Data section:
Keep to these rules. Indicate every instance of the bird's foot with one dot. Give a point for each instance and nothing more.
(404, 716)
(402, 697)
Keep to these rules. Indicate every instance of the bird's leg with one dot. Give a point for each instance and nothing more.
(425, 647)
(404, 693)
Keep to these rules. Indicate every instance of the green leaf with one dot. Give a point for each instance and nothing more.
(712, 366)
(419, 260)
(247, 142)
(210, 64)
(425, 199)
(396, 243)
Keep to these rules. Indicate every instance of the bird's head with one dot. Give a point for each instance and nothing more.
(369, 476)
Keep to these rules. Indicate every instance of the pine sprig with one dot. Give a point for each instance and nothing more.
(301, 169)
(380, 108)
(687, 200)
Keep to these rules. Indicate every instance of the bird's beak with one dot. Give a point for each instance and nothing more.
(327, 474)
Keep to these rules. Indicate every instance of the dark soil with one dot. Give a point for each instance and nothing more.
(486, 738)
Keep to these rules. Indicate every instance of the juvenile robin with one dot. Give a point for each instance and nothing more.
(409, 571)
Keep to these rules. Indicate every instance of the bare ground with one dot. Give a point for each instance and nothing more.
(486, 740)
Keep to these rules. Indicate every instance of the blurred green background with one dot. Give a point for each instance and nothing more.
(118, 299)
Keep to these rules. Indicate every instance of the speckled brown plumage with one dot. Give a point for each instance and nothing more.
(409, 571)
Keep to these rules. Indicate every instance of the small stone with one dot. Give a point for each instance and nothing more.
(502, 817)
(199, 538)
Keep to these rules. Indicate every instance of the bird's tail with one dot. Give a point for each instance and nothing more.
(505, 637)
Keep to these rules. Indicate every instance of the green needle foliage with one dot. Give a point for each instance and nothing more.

...

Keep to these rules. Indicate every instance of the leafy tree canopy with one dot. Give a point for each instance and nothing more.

Exercise objective:
The required output is the stretch of entries above from the line containing "Keep to these rules. Indicate every instance of the blurred" through the line containing "Keep to these rules. Indicate every instance of the green needle", reproduced exactly.

Written reply:
Keep to these rules. Indicate every instance of the blurred green background with one dot. Give a point for each instance and nothing more.
(118, 299)
Keep to these rules. Indicate every instance of the speckled brown plumage with one dot. Give a point for each instance and nothing more.
(409, 571)
Keep to these rules. Indicate every instance of the small stone with one dot. Give a point for each instance and nothing more.
(502, 817)
(199, 538)
Keep to these rules. Indicate every instance of the bird's tail with one dot. Give a point for each instance and nothing more.
(505, 637)
Keep to these rules. Indicate every instance of the green needle foliage with one dot. Give a point for each instance and nothing more.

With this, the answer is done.